(EXERCISES TO COMPLETE)
**A.** Can you give the thread on fast audio loading from "Having said that, there" up to and including "a similar approach.", replacing "re-designing" with "rethinking"?
**B.** Could you rewrite the paragraph in the thread on fast audio loading that begins "We do not have a good recommendation" as a short list of its main points?

=== DOCUMENT EXTRACT ===

Open vadimkantorov opened 2 years ago
Hi
I am not aware of a GPU codec library for audio. Do you know one?
I'm also not aware, but maybe Lyra / SoundStream / LPCnet could be implemented on GPU (except maybe entropy coding). Also, maybe just some recommended codecs / settings optimized for fast decoding with DataLoader in DDP regime would be beneficial for community (e.g. how to configure it so that there is no thread oversubscription etc)
We do not have a good recommendation for the fast loading at the moment. A part of the reason is that the primal focus of the library has been providing domain-specific features that PyTorch does not provide natively. So we were focusing on the components rather than the pipeline. However, this is changing as the library matures and user base grows, and we do acknowledge the demand complex yet efficient data loading, and we are aware of the lack of our integral view of these components.
Having said that, there are couple of things I am considering for efficient data loading. (some of them are very random thoughts) tl;dr, I am thinking that re-designing the whole data loading experience will give more choices of solutions. It seems to me that libffcv like you mentioned in #1994 takes a similar approach.

=== INFORMATION SUPPLIED ===

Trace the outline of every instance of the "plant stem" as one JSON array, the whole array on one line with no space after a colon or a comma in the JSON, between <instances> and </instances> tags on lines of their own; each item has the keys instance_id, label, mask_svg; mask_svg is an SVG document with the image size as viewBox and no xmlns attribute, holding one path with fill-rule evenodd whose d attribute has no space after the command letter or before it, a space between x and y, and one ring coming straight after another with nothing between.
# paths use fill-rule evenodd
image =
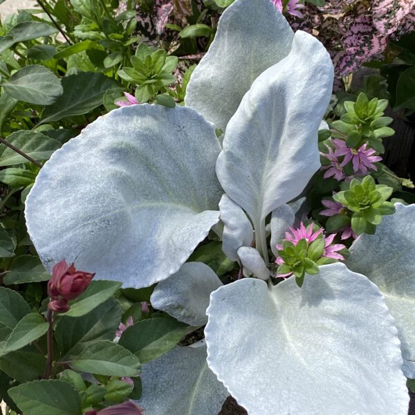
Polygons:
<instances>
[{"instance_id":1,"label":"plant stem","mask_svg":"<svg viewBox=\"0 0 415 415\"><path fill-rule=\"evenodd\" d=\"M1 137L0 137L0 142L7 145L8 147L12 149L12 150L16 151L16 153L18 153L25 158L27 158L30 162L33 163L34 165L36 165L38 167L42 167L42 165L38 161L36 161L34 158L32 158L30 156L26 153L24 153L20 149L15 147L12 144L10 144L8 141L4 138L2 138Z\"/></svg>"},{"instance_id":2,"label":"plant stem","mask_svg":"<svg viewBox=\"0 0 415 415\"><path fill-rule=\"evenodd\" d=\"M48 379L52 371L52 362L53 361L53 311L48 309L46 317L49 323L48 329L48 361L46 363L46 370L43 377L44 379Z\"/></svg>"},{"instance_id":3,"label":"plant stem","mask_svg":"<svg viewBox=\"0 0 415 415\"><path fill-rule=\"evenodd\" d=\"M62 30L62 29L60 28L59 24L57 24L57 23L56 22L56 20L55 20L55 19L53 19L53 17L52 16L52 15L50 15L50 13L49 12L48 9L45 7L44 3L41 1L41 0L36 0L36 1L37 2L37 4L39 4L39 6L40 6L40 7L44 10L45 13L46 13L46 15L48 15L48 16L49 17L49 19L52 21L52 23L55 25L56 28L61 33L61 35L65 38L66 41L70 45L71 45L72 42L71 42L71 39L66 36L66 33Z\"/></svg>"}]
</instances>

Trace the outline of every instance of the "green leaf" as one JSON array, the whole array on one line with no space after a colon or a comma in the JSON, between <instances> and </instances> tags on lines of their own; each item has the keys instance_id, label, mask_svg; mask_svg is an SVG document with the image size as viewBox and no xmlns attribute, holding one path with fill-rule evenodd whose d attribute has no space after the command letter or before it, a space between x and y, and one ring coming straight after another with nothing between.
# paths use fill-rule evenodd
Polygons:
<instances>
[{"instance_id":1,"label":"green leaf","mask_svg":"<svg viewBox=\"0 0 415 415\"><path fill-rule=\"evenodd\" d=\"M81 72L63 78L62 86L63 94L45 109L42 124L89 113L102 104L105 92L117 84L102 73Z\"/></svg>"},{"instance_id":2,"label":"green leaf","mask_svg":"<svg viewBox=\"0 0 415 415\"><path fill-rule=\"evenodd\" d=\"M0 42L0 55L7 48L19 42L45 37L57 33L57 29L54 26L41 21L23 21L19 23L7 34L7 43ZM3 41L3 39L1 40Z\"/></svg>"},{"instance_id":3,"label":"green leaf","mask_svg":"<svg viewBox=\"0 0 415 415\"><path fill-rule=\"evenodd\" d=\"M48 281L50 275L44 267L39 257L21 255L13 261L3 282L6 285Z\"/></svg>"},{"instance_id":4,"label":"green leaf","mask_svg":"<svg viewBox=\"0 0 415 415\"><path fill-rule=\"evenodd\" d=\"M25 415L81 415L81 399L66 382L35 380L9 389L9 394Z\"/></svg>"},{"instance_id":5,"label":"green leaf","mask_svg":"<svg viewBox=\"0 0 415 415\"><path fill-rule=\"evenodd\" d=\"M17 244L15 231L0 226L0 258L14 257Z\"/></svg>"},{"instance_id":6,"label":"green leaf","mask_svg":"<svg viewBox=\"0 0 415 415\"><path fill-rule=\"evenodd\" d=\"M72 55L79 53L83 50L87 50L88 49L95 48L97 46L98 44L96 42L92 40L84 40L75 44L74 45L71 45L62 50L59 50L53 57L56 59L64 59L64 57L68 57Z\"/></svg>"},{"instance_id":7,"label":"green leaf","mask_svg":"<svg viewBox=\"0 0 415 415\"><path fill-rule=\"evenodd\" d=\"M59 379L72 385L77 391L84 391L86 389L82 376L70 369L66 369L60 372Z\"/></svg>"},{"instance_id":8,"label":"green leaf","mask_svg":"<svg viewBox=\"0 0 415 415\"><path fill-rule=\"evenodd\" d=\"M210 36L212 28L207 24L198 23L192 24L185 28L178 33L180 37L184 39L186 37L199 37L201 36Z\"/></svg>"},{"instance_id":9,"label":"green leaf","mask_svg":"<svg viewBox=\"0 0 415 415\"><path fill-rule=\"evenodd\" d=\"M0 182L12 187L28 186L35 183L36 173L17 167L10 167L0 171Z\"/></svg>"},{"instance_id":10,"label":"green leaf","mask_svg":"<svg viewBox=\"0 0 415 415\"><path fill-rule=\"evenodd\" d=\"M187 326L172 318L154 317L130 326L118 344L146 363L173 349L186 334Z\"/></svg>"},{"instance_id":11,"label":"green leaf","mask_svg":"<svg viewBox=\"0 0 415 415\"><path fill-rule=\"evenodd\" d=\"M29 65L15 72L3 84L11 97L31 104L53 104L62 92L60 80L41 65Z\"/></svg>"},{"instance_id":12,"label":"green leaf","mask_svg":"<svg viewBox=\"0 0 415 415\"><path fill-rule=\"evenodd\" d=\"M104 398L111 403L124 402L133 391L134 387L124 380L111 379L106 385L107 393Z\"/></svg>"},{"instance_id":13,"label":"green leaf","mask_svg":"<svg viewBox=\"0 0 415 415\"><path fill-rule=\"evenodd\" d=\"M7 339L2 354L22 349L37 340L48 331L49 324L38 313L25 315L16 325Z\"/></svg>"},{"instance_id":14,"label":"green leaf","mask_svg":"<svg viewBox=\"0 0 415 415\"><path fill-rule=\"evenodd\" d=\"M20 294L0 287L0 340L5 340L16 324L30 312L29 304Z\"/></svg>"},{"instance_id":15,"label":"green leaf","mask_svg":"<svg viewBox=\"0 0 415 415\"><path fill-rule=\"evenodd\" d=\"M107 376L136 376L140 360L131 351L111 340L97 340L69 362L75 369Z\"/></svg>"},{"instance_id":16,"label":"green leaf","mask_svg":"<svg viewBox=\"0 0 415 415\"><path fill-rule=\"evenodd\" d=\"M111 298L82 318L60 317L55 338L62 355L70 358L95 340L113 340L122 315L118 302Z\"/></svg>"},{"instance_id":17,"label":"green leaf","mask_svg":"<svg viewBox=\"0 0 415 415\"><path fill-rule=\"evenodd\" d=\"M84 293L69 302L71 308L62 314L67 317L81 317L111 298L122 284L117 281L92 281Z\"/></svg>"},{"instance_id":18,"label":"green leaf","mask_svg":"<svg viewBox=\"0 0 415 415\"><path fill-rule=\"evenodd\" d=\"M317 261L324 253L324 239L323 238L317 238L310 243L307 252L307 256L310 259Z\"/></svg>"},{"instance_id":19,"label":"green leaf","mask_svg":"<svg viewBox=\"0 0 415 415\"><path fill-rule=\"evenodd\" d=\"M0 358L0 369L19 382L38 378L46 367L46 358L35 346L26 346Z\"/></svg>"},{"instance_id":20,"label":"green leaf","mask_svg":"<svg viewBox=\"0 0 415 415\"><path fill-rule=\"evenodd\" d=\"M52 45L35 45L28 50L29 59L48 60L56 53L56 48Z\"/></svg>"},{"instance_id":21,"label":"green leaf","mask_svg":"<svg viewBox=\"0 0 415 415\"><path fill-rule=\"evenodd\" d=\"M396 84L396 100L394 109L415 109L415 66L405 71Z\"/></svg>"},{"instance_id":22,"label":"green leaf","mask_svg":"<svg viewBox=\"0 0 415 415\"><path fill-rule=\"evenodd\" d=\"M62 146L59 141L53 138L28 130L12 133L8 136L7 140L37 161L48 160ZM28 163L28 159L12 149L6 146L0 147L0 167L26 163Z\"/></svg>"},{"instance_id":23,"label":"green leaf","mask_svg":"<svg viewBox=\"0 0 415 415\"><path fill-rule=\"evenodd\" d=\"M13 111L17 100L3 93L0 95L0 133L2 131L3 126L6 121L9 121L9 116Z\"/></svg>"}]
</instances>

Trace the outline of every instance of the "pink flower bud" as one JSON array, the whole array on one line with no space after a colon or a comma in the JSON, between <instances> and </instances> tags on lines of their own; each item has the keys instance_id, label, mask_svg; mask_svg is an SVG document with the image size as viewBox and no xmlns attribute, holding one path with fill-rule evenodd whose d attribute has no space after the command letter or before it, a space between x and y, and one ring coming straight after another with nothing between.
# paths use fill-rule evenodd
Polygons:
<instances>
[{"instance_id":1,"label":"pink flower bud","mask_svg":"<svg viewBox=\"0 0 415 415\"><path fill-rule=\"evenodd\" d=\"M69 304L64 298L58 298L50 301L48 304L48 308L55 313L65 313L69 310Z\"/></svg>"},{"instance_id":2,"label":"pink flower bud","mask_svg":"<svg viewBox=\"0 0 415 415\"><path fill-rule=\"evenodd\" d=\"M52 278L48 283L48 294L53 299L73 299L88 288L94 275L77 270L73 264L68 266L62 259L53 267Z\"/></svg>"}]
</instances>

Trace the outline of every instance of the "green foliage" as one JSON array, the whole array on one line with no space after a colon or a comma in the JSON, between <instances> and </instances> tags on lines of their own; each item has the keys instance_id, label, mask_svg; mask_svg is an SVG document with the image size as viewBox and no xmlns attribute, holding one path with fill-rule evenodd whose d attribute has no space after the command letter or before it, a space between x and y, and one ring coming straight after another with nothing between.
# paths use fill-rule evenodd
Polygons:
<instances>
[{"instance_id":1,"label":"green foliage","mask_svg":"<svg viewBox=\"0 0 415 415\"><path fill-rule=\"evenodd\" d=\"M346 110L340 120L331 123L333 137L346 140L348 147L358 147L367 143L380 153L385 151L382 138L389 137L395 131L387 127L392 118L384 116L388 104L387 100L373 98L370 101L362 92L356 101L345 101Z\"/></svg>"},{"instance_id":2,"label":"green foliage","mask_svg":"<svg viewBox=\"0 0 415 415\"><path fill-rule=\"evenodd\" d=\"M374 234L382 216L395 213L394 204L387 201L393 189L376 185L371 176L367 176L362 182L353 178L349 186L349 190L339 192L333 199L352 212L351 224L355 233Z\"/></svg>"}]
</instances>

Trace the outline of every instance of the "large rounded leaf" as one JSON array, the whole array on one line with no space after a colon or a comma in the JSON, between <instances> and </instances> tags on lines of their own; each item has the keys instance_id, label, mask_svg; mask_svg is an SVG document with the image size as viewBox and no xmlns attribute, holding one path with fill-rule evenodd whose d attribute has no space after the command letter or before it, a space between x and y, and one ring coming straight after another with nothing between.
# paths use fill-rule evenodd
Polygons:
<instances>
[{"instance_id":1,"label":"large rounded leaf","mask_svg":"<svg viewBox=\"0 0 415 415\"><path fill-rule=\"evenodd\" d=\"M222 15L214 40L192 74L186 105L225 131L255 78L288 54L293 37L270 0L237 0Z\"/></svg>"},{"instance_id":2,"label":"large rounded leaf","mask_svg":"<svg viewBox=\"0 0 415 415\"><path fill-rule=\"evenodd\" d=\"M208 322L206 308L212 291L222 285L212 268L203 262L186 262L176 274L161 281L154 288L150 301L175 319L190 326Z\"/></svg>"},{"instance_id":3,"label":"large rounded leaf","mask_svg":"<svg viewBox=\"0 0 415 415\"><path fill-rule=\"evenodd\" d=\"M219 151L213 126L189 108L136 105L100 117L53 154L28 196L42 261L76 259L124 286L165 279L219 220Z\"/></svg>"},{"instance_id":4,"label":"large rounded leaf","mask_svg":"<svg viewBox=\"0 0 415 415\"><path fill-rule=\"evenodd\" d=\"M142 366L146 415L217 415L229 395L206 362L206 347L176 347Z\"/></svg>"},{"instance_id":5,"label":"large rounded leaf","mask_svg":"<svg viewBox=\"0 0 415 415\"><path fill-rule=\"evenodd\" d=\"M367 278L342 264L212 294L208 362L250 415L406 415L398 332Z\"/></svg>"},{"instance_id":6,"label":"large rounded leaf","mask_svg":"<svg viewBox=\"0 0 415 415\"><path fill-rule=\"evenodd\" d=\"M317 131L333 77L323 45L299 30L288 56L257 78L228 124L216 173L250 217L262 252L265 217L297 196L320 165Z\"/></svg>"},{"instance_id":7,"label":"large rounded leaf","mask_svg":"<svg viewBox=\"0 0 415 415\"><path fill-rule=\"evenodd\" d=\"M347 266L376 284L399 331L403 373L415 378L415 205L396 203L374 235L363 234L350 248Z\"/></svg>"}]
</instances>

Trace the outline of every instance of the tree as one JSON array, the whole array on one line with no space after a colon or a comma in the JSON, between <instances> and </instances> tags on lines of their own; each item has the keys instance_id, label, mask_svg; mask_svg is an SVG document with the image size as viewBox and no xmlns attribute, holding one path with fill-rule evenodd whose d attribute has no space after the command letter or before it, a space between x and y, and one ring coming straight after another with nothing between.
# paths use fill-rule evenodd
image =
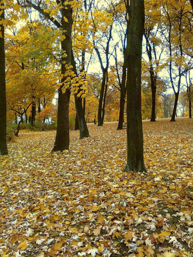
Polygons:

===

(LIST OF SOLUTIONS)
**A.**
Having said that, there are couple of things I am considering for efficient data loading. (some of them are very random thoughts) tl;dr, I am thinking that rethinking the whole data loading experience will give more choices of solutions. It seems to me that libffcv like you mentioned in #1994 takes a similar approach.

**B.**
- There is currently no good recommendation for fast loading.
- The library has focused on domain-specific features that PyTorch does not provide natively. Its attention has been on components rather than the pipeline.
- That focus is changing as the library matures and its user base grows.
- The maintainers acknowledge the demand for complex yet efficient data loading. They also recognize that they lack an integral view of these components.